─── Data in this exercise
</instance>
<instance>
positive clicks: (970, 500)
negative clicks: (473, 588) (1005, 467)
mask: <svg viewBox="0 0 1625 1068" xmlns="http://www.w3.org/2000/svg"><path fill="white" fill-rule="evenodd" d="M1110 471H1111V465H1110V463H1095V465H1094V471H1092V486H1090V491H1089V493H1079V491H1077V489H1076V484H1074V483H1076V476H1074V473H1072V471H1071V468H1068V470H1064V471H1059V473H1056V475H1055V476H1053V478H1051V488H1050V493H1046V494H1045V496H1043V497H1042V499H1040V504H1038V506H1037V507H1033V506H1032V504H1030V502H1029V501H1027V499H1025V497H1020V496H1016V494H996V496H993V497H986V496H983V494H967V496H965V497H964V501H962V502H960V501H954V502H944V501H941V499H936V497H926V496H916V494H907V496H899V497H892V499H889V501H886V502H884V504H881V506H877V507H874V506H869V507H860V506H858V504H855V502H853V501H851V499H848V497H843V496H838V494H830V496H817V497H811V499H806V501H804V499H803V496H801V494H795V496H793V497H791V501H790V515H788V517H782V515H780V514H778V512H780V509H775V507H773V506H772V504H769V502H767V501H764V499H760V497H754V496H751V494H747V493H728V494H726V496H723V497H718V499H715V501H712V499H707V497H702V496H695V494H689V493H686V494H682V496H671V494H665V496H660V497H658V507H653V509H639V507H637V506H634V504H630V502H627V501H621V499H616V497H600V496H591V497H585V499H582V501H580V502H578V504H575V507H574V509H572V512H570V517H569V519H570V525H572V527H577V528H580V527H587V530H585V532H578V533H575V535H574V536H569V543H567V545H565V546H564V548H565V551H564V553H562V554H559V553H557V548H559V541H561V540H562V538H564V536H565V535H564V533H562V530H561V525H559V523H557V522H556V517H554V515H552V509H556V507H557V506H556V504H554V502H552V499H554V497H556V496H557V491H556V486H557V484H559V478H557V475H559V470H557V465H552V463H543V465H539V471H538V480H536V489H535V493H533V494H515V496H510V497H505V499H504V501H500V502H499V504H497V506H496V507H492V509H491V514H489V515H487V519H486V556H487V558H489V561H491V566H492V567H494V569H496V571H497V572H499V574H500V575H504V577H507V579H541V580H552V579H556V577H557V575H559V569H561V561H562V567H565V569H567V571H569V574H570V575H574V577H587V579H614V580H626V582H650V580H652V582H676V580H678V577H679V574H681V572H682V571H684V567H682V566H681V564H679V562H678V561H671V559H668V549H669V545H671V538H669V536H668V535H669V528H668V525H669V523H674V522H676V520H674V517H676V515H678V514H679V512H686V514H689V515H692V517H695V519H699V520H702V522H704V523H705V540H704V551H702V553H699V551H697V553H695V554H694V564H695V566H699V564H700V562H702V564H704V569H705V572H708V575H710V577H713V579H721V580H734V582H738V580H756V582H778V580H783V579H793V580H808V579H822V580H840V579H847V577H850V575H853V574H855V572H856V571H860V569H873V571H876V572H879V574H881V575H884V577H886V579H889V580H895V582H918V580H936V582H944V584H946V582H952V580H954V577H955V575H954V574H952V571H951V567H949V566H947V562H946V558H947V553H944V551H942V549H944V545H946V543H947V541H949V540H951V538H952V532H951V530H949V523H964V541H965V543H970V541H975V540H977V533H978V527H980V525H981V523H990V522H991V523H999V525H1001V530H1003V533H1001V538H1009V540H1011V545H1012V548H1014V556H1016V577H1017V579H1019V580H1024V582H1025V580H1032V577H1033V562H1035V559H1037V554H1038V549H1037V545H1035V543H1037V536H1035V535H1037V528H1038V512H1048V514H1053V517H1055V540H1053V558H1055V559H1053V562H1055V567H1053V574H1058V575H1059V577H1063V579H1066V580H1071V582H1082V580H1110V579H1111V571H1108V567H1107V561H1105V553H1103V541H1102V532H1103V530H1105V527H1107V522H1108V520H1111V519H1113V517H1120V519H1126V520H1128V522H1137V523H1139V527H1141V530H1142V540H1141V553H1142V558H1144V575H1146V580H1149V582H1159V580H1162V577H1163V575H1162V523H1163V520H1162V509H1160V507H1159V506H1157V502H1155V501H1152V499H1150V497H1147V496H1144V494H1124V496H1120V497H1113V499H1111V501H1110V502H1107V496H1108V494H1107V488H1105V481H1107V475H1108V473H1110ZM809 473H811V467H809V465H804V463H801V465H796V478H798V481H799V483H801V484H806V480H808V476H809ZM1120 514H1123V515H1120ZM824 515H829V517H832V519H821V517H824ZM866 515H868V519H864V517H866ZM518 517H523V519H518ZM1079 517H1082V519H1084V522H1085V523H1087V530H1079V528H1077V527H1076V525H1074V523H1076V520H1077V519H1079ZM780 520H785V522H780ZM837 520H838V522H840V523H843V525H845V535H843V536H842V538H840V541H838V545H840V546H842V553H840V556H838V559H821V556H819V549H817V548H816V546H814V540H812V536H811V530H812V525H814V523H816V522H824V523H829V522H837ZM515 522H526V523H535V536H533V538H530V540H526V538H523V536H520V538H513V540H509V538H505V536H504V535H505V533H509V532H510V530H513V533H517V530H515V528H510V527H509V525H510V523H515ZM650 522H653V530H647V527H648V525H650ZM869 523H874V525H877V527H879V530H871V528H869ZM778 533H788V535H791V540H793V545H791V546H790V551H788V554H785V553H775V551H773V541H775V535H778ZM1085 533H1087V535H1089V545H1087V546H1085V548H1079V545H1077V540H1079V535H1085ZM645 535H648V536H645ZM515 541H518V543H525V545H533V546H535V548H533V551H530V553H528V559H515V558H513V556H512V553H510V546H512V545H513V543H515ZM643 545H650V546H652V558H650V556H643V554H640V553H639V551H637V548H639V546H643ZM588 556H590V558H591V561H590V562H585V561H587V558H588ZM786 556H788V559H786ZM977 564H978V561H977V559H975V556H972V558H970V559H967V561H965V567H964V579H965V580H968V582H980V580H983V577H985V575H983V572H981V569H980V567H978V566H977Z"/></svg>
──────
Requirement
Which lines contain "clicks"? Copy each of them from the listing.

Expected answer
positive clicks: (970, 500)
negative clicks: (473, 588) (1005, 467)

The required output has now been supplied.